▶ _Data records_
Begin

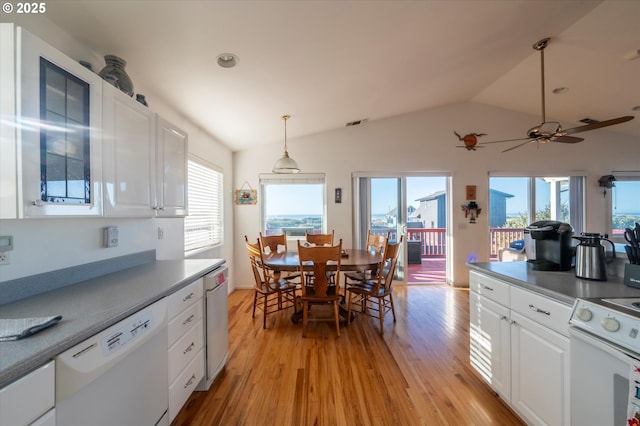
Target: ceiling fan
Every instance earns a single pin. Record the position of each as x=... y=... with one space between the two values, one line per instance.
x=551 y=131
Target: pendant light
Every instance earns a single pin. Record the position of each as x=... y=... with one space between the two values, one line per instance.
x=286 y=164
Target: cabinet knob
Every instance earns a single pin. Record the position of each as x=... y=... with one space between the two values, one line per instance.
x=584 y=314
x=610 y=324
x=538 y=310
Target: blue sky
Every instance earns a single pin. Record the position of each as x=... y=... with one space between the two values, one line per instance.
x=626 y=195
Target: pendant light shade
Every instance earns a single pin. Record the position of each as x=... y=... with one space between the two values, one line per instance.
x=286 y=164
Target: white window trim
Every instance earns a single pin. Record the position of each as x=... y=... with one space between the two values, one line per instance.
x=620 y=175
x=298 y=178
x=220 y=207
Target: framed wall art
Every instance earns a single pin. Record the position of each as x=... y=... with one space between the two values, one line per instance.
x=246 y=195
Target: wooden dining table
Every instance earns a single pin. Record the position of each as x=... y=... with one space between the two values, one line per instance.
x=355 y=260
x=352 y=260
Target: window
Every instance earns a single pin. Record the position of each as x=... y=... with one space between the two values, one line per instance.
x=625 y=204
x=203 y=226
x=517 y=201
x=293 y=204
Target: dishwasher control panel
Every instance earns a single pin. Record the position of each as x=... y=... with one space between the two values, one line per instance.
x=127 y=332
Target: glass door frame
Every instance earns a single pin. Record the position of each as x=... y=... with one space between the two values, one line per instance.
x=361 y=224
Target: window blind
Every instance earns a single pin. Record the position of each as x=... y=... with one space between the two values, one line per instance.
x=203 y=225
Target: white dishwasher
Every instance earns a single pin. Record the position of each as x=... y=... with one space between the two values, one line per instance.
x=119 y=376
x=216 y=325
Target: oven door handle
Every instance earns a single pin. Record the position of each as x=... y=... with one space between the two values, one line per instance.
x=610 y=348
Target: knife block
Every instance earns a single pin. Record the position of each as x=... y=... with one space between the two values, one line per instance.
x=632 y=275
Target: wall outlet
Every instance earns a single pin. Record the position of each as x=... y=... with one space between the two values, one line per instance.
x=110 y=236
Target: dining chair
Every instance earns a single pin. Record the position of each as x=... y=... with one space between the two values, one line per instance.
x=315 y=287
x=374 y=242
x=276 y=244
x=271 y=292
x=319 y=239
x=374 y=297
x=322 y=240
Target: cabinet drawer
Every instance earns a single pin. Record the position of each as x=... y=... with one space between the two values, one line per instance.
x=183 y=298
x=541 y=309
x=26 y=399
x=185 y=384
x=489 y=287
x=185 y=349
x=184 y=321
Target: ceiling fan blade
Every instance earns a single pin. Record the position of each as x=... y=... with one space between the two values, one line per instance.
x=519 y=145
x=505 y=140
x=597 y=125
x=566 y=139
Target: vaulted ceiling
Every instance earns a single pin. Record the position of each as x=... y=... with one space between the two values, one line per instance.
x=331 y=62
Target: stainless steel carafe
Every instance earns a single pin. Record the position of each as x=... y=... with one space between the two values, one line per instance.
x=591 y=258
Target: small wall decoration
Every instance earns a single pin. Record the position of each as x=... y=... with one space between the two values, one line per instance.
x=471 y=192
x=246 y=194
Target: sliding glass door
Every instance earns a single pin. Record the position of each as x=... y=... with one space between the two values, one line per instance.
x=414 y=206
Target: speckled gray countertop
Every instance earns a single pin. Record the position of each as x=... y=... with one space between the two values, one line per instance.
x=89 y=307
x=563 y=287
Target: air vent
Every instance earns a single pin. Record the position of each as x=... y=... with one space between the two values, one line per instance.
x=357 y=122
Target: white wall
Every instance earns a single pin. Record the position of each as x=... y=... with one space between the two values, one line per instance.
x=424 y=142
x=43 y=245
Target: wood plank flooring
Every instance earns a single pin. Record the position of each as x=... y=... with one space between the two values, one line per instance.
x=417 y=374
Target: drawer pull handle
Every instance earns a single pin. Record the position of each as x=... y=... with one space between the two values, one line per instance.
x=188 y=320
x=191 y=379
x=189 y=348
x=538 y=310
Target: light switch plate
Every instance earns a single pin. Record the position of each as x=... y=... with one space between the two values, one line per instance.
x=111 y=236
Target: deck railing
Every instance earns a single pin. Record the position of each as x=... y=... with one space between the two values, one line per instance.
x=433 y=241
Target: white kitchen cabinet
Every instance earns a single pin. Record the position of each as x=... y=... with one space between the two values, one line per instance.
x=8 y=147
x=185 y=344
x=58 y=137
x=171 y=170
x=129 y=146
x=30 y=400
x=519 y=345
x=490 y=344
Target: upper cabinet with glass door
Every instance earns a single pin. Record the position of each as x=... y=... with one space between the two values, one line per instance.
x=59 y=119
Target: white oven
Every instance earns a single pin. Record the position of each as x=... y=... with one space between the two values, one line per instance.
x=604 y=347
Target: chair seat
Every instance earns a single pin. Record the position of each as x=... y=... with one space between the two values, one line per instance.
x=368 y=288
x=281 y=285
x=310 y=294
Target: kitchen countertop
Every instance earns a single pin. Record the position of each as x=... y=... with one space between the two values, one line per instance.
x=563 y=286
x=89 y=307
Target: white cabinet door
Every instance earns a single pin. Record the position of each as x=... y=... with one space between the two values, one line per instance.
x=171 y=166
x=59 y=119
x=8 y=148
x=540 y=373
x=128 y=147
x=490 y=343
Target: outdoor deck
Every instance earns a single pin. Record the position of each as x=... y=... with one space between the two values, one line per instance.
x=431 y=270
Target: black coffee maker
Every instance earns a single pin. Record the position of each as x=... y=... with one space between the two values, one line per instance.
x=548 y=245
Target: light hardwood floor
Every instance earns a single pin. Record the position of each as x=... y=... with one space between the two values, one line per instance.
x=417 y=374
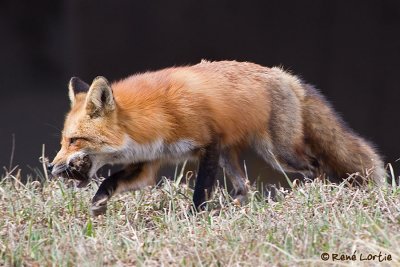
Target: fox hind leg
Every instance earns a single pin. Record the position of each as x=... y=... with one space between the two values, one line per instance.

End

▶ _YOUR INSTRUCTIONS_
Copy every line of the entries above word for word, leaving out the pictures.

▶ _RESULT OF THE TASK_
Target: ceiling fan
Every instance earns a single pin. Record the position of each as x=... y=... with one space between the two values, one line per instance.
x=551 y=131
Target: pendant light
Every instance earns a single pin. Record the position of each as x=... y=... with one space between the two values, one line per instance.
x=286 y=164
Target: cabinet knob
Every instance earns a single pin. Record the position of each as x=... y=... with one space between the two values, one line per instance.
x=584 y=314
x=610 y=324
x=538 y=310
Target: blue sky
Every instance earns a single pin. Record the position of each as x=... y=... with one space between the two values, one line per instance.
x=626 y=195
Target: pendant light shade
Every instance earns a single pin. Record the position of each as x=... y=... with one space between the two values, one line per instance.
x=286 y=164
Target: white window trim
Every instance earns a single pin. Record the position of each as x=... y=... with one space between the two values, one line per instance.
x=620 y=175
x=298 y=178
x=220 y=207
Target: framed wall art
Every instance earns a single pin. Record the position of each as x=... y=... with one space between the two values, one line per instance.
x=246 y=195
Target: wooden dining table
Every instance earns a single pin. Record the position of each as x=... y=... with one space between the two values, one line per instance.
x=355 y=260
x=352 y=260
Target: window
Every instance earns a single pin. Record the position of each as x=... y=... with one space between the two values, one line per instance.
x=625 y=204
x=203 y=226
x=517 y=201
x=293 y=204
Target: dishwasher control panel
Every instance earns a single pin. Record the position of each as x=... y=... with one space between the two values, one line per instance.
x=127 y=332
Target: glass door frame
Every instance earns a single pin. Record the position of each as x=... y=... with one space between the two values, one line per instance.
x=361 y=224
Target: window blind
Every instance earns a single pin. Record the position of each as x=... y=... with one space between the two values, one line per instance.
x=203 y=225
Target: white dishwasher
Every instance earns a single pin. Record the position of each as x=... y=... with one space between the two values, one line per instance.
x=119 y=376
x=216 y=325
Target: oven door handle
Every instance earns a single pin. Record the position of each as x=... y=... with one space between the two values, one line per instance.
x=610 y=348
Target: knife block
Every instance earns a single pin. Record the position of each as x=... y=... with one space between the two values, one line per instance.
x=632 y=275
Target: wall outlet
Every instance earns a single pin. Record the position of each as x=... y=... with one space between the two values, one line per instance.
x=110 y=236
Target: dining chair
Every instance earns a single pin. Record the position of each as x=... y=... with one space between the two values, one line per instance.
x=315 y=287
x=374 y=242
x=276 y=244
x=271 y=292
x=319 y=239
x=374 y=297
x=322 y=240
Target: cabinet drawer
Every instance earns a single pin. Record the position of each as x=... y=... with one space between the two values, one line per instance.
x=183 y=298
x=541 y=309
x=26 y=399
x=185 y=384
x=489 y=287
x=185 y=349
x=184 y=321
Target: ceiling fan blade
Every instance earns a single pin. Record the position of each as x=... y=... with one space between the two values, one line per instance.
x=519 y=145
x=505 y=140
x=597 y=125
x=566 y=139
Target: vaulted ceiling
Every instance earns a single pin. Record the position of each as x=... y=... with one space between the two values, one line per instance.
x=331 y=62
Target: stainless steel carafe
Every instance earns a single pin. Record the position of each as x=... y=... with one space between the two values, one line per instance.
x=591 y=258
Target: small wall decoration
Every instance earns a single pin. Record the position of each as x=... y=... with one space between the two values, one line per instance.
x=471 y=192
x=246 y=194
Target: sliding glass door
Every instance earns a single pin. Record the position of each as x=... y=... with one space between the two values, one line per instance.
x=414 y=206
Target: speckled gray countertop
Every instance earns a single pin. Record the position of each as x=... y=... with one space between the two values, one line per instance.
x=89 y=307
x=563 y=287
Target: air vent
Every instance earns a single pin. Record the position of each as x=... y=... with one space between the two values, one line per instance.
x=357 y=122
Target: white wall
Every instance earns a single pin. Record the position of each as x=... y=... with one space between the two values, one line per instance.
x=424 y=142
x=43 y=245
Target: wood plank flooring
Every instance earns a single pin. Record the position of each as x=... y=... with one space between the two values, one line per instance.
x=417 y=374
Target: drawer pull handle
Every instance earns a single pin. Record the position of each as x=... y=... with one space between the two values, one line per instance.
x=188 y=320
x=191 y=379
x=189 y=348
x=538 y=310
Target: light switch plate
Every instance earns a single pin. Record the position of each as x=... y=... with one space between the two values, one line per instance.
x=111 y=236
Target: deck railing
Every instance earns a single pin. Record the position of each as x=... y=... with one space between the two values, one line per instance.
x=433 y=241
Target: white kitchen cabinet
Every instance earns a single pin. Record the position of each as x=... y=... with one space between the two values, one line per instance.
x=8 y=147
x=185 y=344
x=58 y=137
x=171 y=170
x=129 y=146
x=30 y=400
x=519 y=345
x=490 y=344
Target: upper cabinet with glass door
Every instance earns a single pin. Record the position of each as x=... y=... with one space between the two values, one line per instance.
x=59 y=119
Target: white oven
Every instance earns a single pin. Record the position of each as x=... y=... with one space between the two values, one line per instance.
x=604 y=347
Target: chair seat
Every instance earns a single pin. Record the position of each as x=... y=... with one space between the two values, one line per instance.
x=368 y=288
x=281 y=285
x=310 y=294
Target: kitchen countertop
Every instance earns a single pin. Record the position of each as x=... y=... with one space between the two values, one line per instance.
x=563 y=286
x=89 y=307
Target: white cabinet door
Every instance earns a single pin. Record the position of each as x=... y=... with one space between the two values, one line per instance.
x=171 y=166
x=59 y=119
x=8 y=148
x=540 y=373
x=128 y=147
x=490 y=343
Target: outdoor deck
Every instance earns a single pin. Record the position of each as x=... y=... with one space between the two values, one line per instance.
x=431 y=270
Target: black coffee maker
Every instance earns a single pin. Record the position of each as x=... y=... with one space between the two values, one line per instance.
x=548 y=245
Target: light hardwood floor
Every instance earns a single pin. Record the position of each as x=... y=... with one space between the two values, one line per instance.
x=417 y=374
Target: fox hind leg
Every instance earns a single pin. Record the position of each as x=... y=... with one space between the two values, one line per instance.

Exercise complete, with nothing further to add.